> What is needed: Can you reproduce the part of the entries below that opens with the line containing "In which part of the above frame can the open" and runs to the end of the entries, with "bangle" swapped for "bracelet" and everything else left unchanged? Return only that part.

┏━━

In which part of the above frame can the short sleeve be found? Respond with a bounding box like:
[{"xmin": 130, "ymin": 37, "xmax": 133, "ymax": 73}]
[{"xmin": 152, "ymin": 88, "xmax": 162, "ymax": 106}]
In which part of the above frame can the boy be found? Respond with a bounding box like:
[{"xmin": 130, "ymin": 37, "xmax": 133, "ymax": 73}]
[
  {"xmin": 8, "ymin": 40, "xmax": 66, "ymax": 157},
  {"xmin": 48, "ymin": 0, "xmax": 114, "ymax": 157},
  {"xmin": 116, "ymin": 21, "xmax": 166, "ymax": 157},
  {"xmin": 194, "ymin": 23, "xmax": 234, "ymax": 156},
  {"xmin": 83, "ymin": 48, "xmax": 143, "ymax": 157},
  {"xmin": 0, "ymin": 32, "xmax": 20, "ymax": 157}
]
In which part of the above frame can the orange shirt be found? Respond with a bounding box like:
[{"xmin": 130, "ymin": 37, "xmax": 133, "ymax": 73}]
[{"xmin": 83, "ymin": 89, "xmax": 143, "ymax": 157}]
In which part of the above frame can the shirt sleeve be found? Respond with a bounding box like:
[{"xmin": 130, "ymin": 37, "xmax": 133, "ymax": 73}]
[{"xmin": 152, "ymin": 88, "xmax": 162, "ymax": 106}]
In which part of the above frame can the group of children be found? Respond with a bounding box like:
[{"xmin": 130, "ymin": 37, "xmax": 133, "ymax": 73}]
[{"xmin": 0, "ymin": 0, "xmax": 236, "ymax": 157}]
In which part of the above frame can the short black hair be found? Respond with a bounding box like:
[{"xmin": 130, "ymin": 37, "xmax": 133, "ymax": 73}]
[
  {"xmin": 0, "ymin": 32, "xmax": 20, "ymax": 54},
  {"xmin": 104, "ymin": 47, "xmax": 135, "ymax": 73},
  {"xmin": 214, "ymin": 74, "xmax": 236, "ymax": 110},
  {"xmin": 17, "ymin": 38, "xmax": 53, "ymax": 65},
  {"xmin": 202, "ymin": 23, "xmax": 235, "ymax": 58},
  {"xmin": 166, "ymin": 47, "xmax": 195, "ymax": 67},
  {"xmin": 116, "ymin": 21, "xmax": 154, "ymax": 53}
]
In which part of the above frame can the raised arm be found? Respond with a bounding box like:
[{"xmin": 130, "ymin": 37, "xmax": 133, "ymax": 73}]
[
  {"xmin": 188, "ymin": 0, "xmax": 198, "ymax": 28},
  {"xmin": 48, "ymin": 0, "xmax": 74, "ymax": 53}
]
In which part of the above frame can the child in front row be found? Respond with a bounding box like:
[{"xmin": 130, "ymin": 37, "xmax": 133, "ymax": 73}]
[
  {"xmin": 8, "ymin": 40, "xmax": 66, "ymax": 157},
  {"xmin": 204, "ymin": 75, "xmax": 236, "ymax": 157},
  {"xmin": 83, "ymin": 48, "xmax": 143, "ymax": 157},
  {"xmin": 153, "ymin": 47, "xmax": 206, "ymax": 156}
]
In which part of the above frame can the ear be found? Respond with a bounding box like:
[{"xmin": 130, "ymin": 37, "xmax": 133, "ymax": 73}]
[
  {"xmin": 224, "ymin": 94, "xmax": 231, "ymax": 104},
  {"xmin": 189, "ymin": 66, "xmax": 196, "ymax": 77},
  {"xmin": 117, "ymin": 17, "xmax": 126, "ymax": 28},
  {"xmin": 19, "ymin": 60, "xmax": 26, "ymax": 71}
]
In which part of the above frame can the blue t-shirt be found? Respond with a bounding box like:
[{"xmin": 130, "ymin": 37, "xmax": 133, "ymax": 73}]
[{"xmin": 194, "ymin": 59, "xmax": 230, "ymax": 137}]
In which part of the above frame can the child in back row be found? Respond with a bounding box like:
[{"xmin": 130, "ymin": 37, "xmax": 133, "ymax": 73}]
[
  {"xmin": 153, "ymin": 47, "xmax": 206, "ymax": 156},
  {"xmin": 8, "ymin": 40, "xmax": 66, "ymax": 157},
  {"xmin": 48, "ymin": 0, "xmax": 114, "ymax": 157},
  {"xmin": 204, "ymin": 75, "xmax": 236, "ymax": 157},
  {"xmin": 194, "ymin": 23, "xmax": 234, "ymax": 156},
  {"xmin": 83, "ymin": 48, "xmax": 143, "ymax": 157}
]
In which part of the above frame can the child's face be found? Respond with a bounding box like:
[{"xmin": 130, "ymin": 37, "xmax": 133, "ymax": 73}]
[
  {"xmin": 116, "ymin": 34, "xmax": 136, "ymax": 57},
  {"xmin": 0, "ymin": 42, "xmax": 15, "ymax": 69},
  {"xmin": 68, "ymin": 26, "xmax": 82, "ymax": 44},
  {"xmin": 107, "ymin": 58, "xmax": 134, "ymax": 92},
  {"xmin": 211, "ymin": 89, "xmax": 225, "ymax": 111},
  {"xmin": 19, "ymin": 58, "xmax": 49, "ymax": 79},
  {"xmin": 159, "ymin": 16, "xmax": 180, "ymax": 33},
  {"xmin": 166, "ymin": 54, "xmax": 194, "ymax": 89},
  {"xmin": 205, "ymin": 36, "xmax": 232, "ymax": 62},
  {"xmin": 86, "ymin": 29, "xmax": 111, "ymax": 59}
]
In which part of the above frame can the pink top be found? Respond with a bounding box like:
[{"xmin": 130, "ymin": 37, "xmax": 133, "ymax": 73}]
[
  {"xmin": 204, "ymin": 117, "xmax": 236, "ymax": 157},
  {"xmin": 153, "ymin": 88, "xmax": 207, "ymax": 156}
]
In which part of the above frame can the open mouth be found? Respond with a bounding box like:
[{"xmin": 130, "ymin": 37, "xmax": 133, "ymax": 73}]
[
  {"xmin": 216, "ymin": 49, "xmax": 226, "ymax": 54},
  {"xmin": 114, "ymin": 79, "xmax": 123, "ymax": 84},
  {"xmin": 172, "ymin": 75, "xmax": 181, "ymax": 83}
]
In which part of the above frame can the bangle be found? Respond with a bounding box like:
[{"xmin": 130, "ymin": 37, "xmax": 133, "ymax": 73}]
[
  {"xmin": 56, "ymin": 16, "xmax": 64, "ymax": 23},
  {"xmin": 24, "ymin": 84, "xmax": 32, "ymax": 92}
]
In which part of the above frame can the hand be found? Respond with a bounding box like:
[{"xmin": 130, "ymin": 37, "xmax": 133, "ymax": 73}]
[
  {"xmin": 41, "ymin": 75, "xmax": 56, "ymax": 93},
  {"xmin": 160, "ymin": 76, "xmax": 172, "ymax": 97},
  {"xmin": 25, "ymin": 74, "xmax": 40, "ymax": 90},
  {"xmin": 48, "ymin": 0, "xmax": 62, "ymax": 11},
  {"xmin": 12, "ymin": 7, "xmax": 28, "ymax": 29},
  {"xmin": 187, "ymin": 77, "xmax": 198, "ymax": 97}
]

┗━━

> Worked solution:
In which part of the above frame can the open mouth be found? Respond with a bounding box like:
[{"xmin": 130, "ymin": 37, "xmax": 133, "ymax": 73}]
[
  {"xmin": 216, "ymin": 49, "xmax": 226, "ymax": 54},
  {"xmin": 114, "ymin": 79, "xmax": 123, "ymax": 84},
  {"xmin": 172, "ymin": 75, "xmax": 181, "ymax": 83}
]
In which part of the above frame can the bracelet be found? Respond with a bounding box like:
[{"xmin": 130, "ymin": 37, "xmax": 133, "ymax": 73}]
[
  {"xmin": 56, "ymin": 16, "xmax": 64, "ymax": 23},
  {"xmin": 24, "ymin": 84, "xmax": 32, "ymax": 92}
]
In which part of the above frame can the hand be found? Respond with a bounding box like:
[{"xmin": 130, "ymin": 37, "xmax": 133, "ymax": 73}]
[
  {"xmin": 41, "ymin": 75, "xmax": 56, "ymax": 93},
  {"xmin": 160, "ymin": 76, "xmax": 172, "ymax": 97},
  {"xmin": 25, "ymin": 74, "xmax": 40, "ymax": 90},
  {"xmin": 48, "ymin": 0, "xmax": 62, "ymax": 11},
  {"xmin": 12, "ymin": 7, "xmax": 28, "ymax": 29},
  {"xmin": 187, "ymin": 77, "xmax": 198, "ymax": 97}
]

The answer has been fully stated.